WORK REQUIRED:
Every line of the data, first to last, must be written out unchanged.

RAW DATA:

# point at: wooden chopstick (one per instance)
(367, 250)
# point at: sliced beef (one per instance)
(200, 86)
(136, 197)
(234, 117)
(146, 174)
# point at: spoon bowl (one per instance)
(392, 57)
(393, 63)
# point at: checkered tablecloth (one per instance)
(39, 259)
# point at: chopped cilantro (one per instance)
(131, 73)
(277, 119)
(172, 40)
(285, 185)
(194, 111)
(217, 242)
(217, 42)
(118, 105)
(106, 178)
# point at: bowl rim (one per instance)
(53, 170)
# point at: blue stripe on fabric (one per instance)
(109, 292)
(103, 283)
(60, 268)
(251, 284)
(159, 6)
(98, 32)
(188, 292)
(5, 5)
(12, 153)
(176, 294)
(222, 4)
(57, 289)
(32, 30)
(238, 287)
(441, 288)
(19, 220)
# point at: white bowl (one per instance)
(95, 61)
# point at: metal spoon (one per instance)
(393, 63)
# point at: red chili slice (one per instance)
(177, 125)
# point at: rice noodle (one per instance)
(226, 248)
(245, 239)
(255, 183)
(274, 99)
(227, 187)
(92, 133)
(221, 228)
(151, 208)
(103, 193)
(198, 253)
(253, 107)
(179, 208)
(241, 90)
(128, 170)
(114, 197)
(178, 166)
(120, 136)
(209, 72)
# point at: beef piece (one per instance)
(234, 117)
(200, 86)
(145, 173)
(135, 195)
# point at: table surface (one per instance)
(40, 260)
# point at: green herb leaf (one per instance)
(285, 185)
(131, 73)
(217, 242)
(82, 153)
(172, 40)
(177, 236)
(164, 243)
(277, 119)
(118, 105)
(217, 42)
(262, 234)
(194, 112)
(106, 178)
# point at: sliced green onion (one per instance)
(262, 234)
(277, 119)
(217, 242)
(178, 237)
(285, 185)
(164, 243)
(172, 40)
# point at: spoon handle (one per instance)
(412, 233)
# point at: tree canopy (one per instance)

RESPONSE TO THE EXERCISE:
# point at: wooden chopstick (one per instance)
(367, 250)
# point at: sliced beef (one per instance)
(200, 86)
(136, 197)
(234, 117)
(146, 174)
# point at: spoon bowl (one per instance)
(392, 57)
(393, 63)
# point at: checkered tablecloth (one per instance)
(39, 259)
# point at: chopped cilantro (one per instance)
(131, 73)
(277, 119)
(172, 40)
(285, 185)
(194, 111)
(217, 242)
(217, 42)
(118, 105)
(106, 178)
# point at: bowl rim (one per instance)
(53, 170)
# point at: blue stripe on fabric (one per instance)
(109, 292)
(103, 283)
(60, 268)
(251, 284)
(159, 6)
(98, 32)
(188, 292)
(5, 5)
(12, 153)
(176, 294)
(222, 4)
(57, 289)
(32, 30)
(238, 287)
(441, 288)
(19, 220)
# point at: white bowl (one per instance)
(95, 61)
# point at: metal spoon (one per instance)
(393, 63)
# point at: red chili slice (one per instance)
(177, 125)
# point at: rice noodle (one per instance)
(226, 248)
(245, 239)
(255, 183)
(274, 99)
(227, 187)
(92, 133)
(221, 228)
(151, 208)
(103, 193)
(198, 253)
(253, 107)
(179, 208)
(241, 90)
(128, 170)
(114, 197)
(178, 166)
(120, 136)
(209, 72)
# point at: beef piece (one per instance)
(234, 117)
(200, 86)
(145, 173)
(135, 195)
# point at: table surface (one per instance)
(40, 260)
# point at: green herb leaf (one per instance)
(285, 185)
(131, 73)
(217, 242)
(82, 153)
(172, 40)
(177, 236)
(164, 243)
(277, 119)
(118, 105)
(217, 42)
(262, 234)
(194, 112)
(106, 178)
# point at: sliced green onion (one per instance)
(262, 234)
(277, 119)
(217, 242)
(178, 237)
(285, 185)
(164, 243)
(172, 40)
# point at: spoon handle (one per instance)
(412, 233)
# point at: tree canopy (one per instance)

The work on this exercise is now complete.